───── Given text

One that has endured is the local chamber of commerce. Chambers have been so central to civic leadership for so long, it’s amazing that a serious history of these organizations hasn’t been written. Until now.

Chris Mead, senior vice president of the Association of Chamber of Commerce Executives, is the author of “The Magicians of Main Street: America and its Chambers of Commerce, 1768-1945.” I found the book fascinating—and you may too. (Full disclosure: Chris sent me an early draft, and I made some small suggestions. He was wise enough not to follow all of them.)

Among the things I learned from reading “The Magicians of Main Street”:

  • Where chambers of commerce came from and why they’re called chambers as opposed to, say, associations. Answer: The first chamber was organized in France in 1599, where it was called a chamber de commerce. The idea and name jumped the English Channel to Great Britain, then the Atlantic to North America, where chambers caught on almost immediately among the sociable, business-minded Americans.
  • How far back in American history they go, and how resilient they are. By the time of the American Revolution, there were fully functioning chambers in cities like New York and Charleston. Alas, these two chose the wrong side in the war, which caused them to fold after independence—only to be revived almost immediately, this time with business people in charge whose loyalty was unquestioned.
  • How the focus of chambers shifted in the mid-1800s. In the early years, chambers were focused on, well, commerce—specifically, international trade. But in time, they moved toward the things we associate with chambers today: improving and promoting their cities and regions.

And here’s where I found Chris’ book especially interesting: Turns out that nearly every important civic improvement of the 19th and early 20th centuries (canal-building, railroads, highway construction, air travel, industrial development, tourism, anti-corruption efforts, city planning) were either helped along by chambers or outright invented by them.

Along the way chambers did surprising things. Charles Lindbergh’s history-making flight across the Atlantic? St. Louis’ chamber of commerce raised money for it and got an early version of naming rights in return. (That’s why Lindbergh’s plane was called “The Spirit of St. Louis.”) Al Capone, the gangster who terrorized Chicago in the 1920s? The Chicago chamber played a role in putting him in prison. (That Eliot Ness guy got the credit, of course.) The Miss America Pageant? That was a chamber of commerce invention, along with a string of world’s fairs and college bowl games. Even Punxsutawney Phil, the star of Groundhog Day, was created by a chamber of commerce.

This is not to say chambers were always on the right side of history. Some were supportive of segregation and unconcerned about bigotry. Chris points these things out, too.

But there’s much to learn from studying these enduring civic organizations. One thing is how consistent they’ve been over the years. After the Civil War, chambers everywhere created a kind of civic agenda around transportation, education, good government (or, at least, a business person’s definition of good government), economic development, and community image. They’re still focused on these things.

──────────
───── Dataset rows

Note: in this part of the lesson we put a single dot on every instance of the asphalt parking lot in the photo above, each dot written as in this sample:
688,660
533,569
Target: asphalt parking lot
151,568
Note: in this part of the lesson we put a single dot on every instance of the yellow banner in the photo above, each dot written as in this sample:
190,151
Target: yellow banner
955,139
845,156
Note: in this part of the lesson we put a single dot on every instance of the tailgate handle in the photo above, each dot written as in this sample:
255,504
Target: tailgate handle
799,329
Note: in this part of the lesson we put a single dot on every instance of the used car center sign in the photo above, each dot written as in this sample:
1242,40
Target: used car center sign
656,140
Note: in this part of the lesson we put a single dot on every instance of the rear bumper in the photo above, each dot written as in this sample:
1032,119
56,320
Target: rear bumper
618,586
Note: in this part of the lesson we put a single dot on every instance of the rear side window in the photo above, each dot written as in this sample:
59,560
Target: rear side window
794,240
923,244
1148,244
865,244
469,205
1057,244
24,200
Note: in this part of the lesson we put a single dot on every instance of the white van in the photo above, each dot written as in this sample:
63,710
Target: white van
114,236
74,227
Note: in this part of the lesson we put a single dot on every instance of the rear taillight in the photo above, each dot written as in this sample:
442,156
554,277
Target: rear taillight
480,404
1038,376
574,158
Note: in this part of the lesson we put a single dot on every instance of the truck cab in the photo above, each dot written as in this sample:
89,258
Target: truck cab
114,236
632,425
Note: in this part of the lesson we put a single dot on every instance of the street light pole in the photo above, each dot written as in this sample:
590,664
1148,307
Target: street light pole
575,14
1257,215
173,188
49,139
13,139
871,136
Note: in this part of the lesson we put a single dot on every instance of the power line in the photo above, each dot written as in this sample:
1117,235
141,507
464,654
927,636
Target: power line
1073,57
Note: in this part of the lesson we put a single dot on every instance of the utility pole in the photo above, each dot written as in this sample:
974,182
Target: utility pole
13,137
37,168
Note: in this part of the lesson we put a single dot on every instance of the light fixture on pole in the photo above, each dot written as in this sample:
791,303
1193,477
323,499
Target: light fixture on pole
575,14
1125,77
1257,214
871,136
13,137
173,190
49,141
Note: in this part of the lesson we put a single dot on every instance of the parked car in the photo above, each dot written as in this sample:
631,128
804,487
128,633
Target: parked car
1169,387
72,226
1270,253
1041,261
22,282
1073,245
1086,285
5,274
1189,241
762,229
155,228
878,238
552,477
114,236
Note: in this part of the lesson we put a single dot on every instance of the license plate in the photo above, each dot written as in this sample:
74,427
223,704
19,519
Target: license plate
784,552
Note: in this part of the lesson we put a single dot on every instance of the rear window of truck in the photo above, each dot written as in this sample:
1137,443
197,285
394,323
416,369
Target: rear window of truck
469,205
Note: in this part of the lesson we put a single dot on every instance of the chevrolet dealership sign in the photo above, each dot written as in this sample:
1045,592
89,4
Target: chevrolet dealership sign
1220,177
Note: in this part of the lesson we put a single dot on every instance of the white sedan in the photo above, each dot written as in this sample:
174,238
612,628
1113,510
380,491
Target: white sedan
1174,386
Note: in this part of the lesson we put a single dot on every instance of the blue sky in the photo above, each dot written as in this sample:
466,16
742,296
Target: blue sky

──────────

## Tasks
**1.** Reproduce word for word the part of the chamber of commerce passage between "Among the things" and "sociable, business-minded Americans.", inclusive.
**2.** Answer these questions from the chamber of commerce passage:
(a) In what year and in which country was the first chamber organized?
(b) Which chamber of commerce raised money for Charles Lindbergh's flight across the Atlantic?
(c) Which chamber played a role in putting Al Capone in prison?
Answer using only the chamber of commerce passage.

## Responses to the tasks
**1.**
Among the things I learned from reading “The Magicians of Main Street”:

  • Where chambers of commerce came from and why they’re called chambers as opposed to, say, associations. Answer: The first chamber was organized in France in 1599, where it was called a chamber de commerce. The idea and name jumped the English Channel to Great Britain, then the Atlantic to North America, where chambers caught on almost immediately among the sociable, business-minded Americans.

**2.**
(a) 1599, in France.
(b) St. Louis' chamber of commerce.
(c) The Chicago chamber.